Stated task:
Return each line of the entries below that contains the string "stripe", matching case exactly.

# Entries start

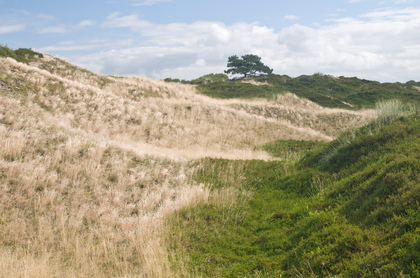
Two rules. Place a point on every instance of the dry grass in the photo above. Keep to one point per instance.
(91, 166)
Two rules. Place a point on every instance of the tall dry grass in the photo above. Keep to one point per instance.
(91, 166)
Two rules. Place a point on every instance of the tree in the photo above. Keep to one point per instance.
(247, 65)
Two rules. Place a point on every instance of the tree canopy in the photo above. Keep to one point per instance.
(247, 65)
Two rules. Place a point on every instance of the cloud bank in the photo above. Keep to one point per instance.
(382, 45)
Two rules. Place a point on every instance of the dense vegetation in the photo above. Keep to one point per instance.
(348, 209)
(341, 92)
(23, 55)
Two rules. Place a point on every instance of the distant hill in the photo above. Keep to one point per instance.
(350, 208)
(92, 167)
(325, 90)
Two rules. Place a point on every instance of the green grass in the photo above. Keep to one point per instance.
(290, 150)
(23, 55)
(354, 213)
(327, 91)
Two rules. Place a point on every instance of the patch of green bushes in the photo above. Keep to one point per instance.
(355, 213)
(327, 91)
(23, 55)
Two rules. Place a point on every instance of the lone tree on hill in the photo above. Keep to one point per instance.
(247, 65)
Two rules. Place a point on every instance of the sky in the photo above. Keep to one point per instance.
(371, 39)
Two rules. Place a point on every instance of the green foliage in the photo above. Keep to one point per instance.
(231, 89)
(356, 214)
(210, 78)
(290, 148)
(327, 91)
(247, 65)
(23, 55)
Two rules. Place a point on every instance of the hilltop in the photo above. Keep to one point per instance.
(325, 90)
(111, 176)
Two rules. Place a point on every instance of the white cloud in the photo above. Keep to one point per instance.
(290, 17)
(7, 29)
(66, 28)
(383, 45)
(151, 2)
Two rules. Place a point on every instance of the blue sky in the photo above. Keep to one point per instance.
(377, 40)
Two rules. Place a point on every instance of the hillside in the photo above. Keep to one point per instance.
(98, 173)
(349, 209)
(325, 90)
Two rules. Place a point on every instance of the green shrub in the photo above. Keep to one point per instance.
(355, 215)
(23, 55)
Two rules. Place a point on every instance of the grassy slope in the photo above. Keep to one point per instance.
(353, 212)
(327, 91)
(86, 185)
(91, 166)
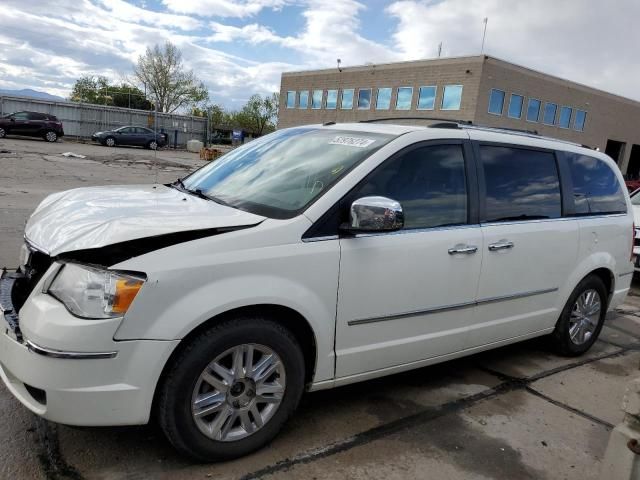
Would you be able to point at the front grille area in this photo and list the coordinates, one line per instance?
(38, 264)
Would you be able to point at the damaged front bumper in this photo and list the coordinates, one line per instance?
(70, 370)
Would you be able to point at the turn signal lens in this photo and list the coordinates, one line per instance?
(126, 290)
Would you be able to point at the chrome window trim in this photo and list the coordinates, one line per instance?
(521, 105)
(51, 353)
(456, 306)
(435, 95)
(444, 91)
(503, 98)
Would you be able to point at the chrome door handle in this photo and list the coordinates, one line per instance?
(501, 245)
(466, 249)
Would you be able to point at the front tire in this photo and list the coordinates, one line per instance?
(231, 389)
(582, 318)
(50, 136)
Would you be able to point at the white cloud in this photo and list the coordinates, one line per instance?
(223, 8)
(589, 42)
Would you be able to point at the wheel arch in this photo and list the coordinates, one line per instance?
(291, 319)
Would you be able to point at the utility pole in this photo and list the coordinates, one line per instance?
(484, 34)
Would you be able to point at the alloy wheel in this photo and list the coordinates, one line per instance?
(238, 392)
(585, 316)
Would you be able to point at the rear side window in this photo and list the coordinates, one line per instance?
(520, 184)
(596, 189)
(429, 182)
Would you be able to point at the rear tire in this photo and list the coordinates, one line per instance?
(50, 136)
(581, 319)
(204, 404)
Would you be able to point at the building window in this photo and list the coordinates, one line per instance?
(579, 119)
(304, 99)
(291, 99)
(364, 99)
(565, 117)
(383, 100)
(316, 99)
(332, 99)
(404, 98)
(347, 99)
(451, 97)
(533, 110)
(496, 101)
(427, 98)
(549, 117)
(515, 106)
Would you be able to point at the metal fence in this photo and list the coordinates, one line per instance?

# Entries end
# Entries start

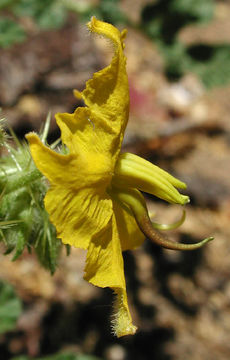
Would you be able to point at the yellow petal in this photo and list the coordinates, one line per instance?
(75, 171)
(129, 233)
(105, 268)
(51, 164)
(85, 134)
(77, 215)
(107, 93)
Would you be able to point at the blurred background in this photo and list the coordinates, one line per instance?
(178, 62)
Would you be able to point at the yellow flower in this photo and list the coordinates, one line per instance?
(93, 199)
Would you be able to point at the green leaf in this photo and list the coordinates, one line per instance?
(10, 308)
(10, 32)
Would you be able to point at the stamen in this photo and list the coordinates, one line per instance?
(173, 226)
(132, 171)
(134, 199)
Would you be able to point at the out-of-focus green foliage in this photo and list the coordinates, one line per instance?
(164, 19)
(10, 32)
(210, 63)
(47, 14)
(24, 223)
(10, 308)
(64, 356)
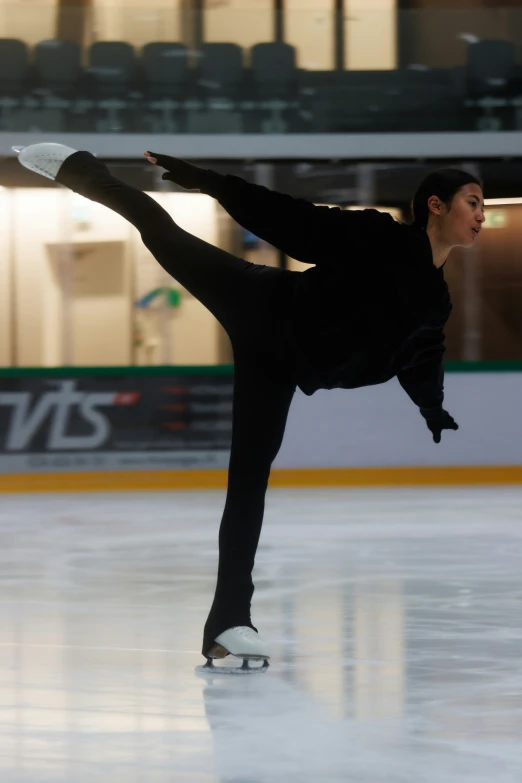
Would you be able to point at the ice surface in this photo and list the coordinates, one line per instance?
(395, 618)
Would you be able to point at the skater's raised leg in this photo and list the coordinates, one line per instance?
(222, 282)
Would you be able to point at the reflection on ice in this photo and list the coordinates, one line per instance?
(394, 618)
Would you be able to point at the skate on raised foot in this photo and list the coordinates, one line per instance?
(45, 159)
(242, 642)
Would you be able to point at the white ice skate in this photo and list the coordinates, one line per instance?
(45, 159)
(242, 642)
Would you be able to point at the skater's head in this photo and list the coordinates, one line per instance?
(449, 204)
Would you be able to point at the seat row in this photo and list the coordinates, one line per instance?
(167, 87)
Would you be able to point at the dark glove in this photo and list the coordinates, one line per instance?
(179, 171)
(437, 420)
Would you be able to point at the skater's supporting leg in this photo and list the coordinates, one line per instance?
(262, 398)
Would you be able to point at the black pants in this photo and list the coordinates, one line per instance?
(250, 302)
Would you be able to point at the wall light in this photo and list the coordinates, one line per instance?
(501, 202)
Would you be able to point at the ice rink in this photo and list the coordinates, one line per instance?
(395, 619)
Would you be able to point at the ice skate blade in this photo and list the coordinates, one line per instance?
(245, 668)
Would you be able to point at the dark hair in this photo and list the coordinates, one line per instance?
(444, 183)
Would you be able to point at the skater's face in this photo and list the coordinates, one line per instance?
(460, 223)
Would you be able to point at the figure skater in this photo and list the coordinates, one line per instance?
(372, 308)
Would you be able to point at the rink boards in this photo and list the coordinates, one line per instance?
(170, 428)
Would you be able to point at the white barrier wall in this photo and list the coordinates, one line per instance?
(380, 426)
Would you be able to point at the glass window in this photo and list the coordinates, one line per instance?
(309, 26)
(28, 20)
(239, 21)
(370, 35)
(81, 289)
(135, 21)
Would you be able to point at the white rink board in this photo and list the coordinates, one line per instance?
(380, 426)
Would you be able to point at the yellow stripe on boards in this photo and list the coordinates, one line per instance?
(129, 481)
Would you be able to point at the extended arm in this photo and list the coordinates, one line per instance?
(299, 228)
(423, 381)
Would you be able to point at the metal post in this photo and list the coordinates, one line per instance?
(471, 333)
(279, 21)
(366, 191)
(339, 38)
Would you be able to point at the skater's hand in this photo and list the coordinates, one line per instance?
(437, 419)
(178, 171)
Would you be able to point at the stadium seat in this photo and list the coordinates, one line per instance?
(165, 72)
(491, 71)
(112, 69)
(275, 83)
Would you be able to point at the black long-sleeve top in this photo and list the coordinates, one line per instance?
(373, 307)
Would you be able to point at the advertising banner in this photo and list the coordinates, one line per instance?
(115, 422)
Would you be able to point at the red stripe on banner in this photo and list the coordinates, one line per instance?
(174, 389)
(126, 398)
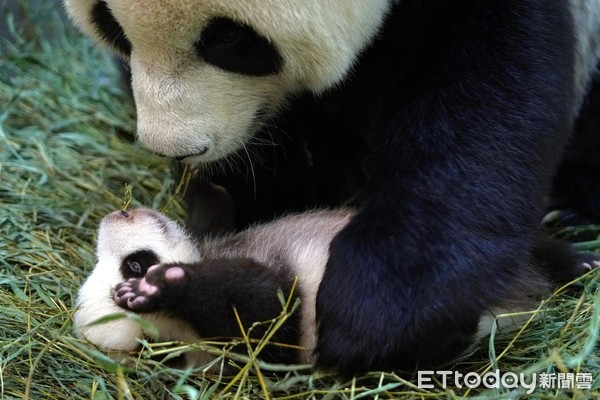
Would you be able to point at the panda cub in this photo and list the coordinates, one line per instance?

# Entries end

Answer to this problem:
Would you be able to point at the yellow stripe on boards in this photo and list the coordinates, one line per instance?
Would you be able to point at the red stripe on banner in this photo and list the coordinates, one line per instance?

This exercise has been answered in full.